Görev Yönergeleri:
A. Amatör ressamlar topluluğunu anlatan metne göre aşağıdaki soruları yanıtlayınız.
(i) Hatice Öztürk, resim öyküsünün çocukluğundan gelen bir tutku olduğunu hangi gün yaptığı sunumda belirtmiştir?
(ii) Bedriye Sönmez'in daha çok hangi tür resimler yapmayı sevdiği belirtilmektedir?
(iii) Bu sene resimleriyle en iyi çıkışı sağlayanlardan biri olarak kim gösterilmektedir?
B. Amatör ressamlar topluluğunu anlatan metinde "Bu yıl Nurullah" sözcükleriyle başlayıp "bu. Olması gerekenlerden." sözcüklerine kadar süren bölümü hiçbir değişiklik yapmadan yeniden yazınız.
-------- Sayfa Alıntısı
Bu yıl Nurullah Özkan, Gülden Işık, İlknur Yavuzer, Emine Yılmaz, Şahide Soğangöz Çavga imgesel ve kendi tasarladıkları hayal gücüne dayalı veya referanssız işler üretmeye başladı. Amatör bir topluluk için güzel bir aşama bu. Olması gerekenlerden.
Keriman Papila ile ışık, anatomi, tarz hakkında uzun süredir konuşmalar yapıyoruz. Bu arayış çabası resim tutkusunun içtenliğini gösteriyor. Her seferinde üzerine bir şeyler koyuyor arkadaşımız. Artık kişisel sergiler de açmaya sıra geldi. Sanırım yeni dönemde kişisel bir sergi ile karşımıza çıkacak. Bütün halinde Keriman Papila’nın resimlerini görmek çok keyifli olacak. Darısı diğer arkadaşlarımıza…
Hatice Öztürk resim öyküsünün çocukluğundan gelen bir tutku olduğunu Çalıştay günü yaptığı sunumda belirtti. Hatiş, geçmiş seneler de kişisel sergi de açmıştı. Ondan da geçen yıl ki arayı kapatıp yeni sergiler bekliyoruz.
Bediş (Bedriye Sönmez) bize konu sadece Zonguldak diye kızanlardan. Ama sergimize de katılanlardan. Biliyorum rahat çalışmayı, dekoratif resimler yapmayı daha çok seviyor. Bu amatör ressamların ortak ruh hali… Buna rağmen toplantılarımızı kaçırmaz.
KRT konulu çalışmayı başlangıçtan itibaren yeğin tuttu. Bu tartışmayı kendi içimizde yapmıyor değiliz. Kısacası toplantılarımızda çok şey konuşuluyor aslında.
Daha yenilerden Nermin Kemik arkadaşımız da katkıları ile birçok işimizi kolaylaştırıyor. İşler sadece resim yapmakla bitmiyor çünkü. Resim konusunda da ilerleme kaydediyor gözle görülür biçimde.
Fahrettin Özübek bence en heyecanlılarımızdan. Çok şey söylemek istiyor. Hem resim dilinde hem tartışmalarda… Bize de heyecan katıyor.
Bu sene resimleri ile bence en iyi çıkışı sağlayanlardan biri Esma Karaoğuz oldu. Esma Hocamızın eskiden beri doğal bir resim yeteneği olduğunu biliyorum. Bu yıl yaptığı çalışmalarda tutku ve tarz en yoğun şekliyle belirmişti. Bence kendindeki bu yeteneği daha da ortaya çıkarması için ara vermemesi gerekiyor.
----------------
-------- Derlenen Bilgiler
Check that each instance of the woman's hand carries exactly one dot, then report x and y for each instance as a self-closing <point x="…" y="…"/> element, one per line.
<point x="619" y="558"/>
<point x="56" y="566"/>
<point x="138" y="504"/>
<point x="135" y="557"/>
----------------
Beklenen Yanıtlar:
A.
(i) Çalıştay günü
(ii) Dekoratif resimler
(iii) Esma Karaoğuz

B.
Bu yıl Nurullah Özkan, Gülden Işık, İlknur Yavuzer, Emine Yılmaz, Şahide Soğangöz Çavga imgesel ve kendi tasarladıkları hayal gücüne dayalı veya referanssız işler üretmeye başladı. Amatör bir topluluk için güzel bir aşama bu. Olması gerekenlerden.